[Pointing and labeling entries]
--- BEGIN ---

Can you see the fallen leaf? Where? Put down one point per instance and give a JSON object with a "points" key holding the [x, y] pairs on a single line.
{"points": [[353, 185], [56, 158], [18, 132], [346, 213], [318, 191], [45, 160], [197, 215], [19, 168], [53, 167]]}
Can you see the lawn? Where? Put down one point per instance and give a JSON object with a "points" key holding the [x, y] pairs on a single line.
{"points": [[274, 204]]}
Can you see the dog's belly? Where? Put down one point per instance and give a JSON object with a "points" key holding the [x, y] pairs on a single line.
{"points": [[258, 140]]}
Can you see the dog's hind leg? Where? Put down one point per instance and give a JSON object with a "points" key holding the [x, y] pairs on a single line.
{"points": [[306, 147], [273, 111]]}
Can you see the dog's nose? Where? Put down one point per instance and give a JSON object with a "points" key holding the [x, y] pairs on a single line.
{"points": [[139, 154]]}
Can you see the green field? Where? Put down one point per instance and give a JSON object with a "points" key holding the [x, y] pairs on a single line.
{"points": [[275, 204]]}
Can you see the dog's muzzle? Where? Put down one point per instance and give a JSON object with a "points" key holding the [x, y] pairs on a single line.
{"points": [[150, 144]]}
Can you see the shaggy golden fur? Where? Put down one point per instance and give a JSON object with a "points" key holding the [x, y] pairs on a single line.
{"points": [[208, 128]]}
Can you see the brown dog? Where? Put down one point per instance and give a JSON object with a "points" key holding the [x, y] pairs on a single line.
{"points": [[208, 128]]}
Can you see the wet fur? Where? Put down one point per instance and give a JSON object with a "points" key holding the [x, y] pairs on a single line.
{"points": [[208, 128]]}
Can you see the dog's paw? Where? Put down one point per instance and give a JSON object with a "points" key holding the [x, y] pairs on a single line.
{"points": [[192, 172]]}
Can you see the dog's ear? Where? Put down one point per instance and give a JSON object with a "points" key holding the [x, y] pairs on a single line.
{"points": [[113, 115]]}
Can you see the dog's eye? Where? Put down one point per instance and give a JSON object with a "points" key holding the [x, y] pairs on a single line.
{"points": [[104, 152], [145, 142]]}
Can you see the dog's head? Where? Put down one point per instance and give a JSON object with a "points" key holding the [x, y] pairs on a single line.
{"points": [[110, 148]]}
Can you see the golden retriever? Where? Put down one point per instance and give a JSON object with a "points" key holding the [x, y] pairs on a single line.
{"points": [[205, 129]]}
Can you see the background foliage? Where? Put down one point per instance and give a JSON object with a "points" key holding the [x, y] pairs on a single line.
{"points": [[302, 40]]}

--- END ---

Task description
Quote exactly and only the lines from the one holding "Can you see the dog's ear?" through the end of the data.

Response
Can you see the dog's ear? Where? Put down one point per instance and give a JSON object with a "points" key holding the [x, y] pairs on a single line.
{"points": [[113, 115]]}
Can you see the dog's eye? Where? Put down one point per instance and give a JSON object with a "points" key holding the [x, y] pairs on a single line.
{"points": [[104, 152], [145, 142]]}
Can you see the dog's head? Where? Put down one point per instance and give a JSON object with a "points" key holding the [x, y] pairs on a single line.
{"points": [[110, 148]]}
Can you see the golden retriever? Where? Put down one point per instance and give a JSON object with a "points" key holding the [x, y] pairs on a single line.
{"points": [[205, 129]]}
Can you see the background foliage? Where? Put down one point per instance and give a JSON object with a "points" key holding the [x, y] pairs on a single line.
{"points": [[302, 40]]}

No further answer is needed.